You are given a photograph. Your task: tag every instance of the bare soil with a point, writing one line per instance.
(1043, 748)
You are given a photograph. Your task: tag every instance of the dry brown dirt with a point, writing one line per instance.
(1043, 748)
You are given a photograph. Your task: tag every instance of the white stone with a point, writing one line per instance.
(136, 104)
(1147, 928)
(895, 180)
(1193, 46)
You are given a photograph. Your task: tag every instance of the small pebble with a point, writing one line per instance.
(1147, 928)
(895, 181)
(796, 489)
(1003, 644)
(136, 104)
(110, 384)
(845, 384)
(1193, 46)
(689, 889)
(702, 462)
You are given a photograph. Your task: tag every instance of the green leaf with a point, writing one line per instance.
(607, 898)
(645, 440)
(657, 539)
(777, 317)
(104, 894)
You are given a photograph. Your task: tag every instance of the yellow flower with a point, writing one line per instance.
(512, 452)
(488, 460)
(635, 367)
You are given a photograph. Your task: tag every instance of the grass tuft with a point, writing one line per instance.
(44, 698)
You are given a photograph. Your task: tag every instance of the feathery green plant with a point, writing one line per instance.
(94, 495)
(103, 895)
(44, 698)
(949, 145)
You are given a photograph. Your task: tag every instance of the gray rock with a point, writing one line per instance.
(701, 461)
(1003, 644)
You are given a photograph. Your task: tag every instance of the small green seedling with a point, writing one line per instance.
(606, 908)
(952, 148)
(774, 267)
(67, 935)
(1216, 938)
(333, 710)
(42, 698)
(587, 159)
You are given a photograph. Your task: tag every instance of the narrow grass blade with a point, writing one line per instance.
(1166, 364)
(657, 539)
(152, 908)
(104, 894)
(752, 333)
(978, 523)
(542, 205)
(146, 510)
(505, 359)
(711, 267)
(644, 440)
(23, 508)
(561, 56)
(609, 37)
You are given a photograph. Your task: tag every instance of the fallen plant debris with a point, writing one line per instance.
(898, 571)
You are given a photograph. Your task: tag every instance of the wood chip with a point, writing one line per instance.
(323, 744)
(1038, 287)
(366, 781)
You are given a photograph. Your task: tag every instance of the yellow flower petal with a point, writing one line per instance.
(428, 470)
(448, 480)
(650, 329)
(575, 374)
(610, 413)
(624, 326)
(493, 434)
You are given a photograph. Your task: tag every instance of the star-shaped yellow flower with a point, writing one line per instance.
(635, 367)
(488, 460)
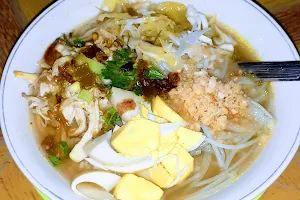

Instructions to follow
Would you restate word for word each line from the one that holds "the small green" to the end of the material, both ends included, without the pictures?

Task response
You are given a photograph. Your task: tag every instance of the small green seedling with a point, writing one line per instance.
(606, 908)
(952, 148)
(774, 267)
(67, 935)
(1216, 938)
(333, 710)
(42, 698)
(587, 159)
You are given a photograph. Your task: tag every instance of the narrow grass blade with a point, writing one line per instance.
(1166, 364)
(657, 539)
(152, 908)
(104, 894)
(752, 333)
(978, 523)
(542, 205)
(146, 510)
(505, 359)
(711, 267)
(644, 440)
(23, 508)
(561, 56)
(609, 37)
You are given a photograph. Your task: tag every instance of the fallen plant debris with a point, writing one line per instance.
(898, 571)
You are given a photograph. Your task: tag every instance of the wood chip with a point, writing one line per instance.
(323, 744)
(1038, 287)
(366, 781)
You are given a photograph. Your task: tag every instance of the yellow flower petal with a point, writing one line per instance.
(428, 470)
(448, 480)
(650, 329)
(575, 374)
(610, 413)
(624, 326)
(493, 434)
You are given a photograph. Your task: tag every instance of the star-shaped yellow flower with a point, writing one line per instance.
(635, 367)
(488, 460)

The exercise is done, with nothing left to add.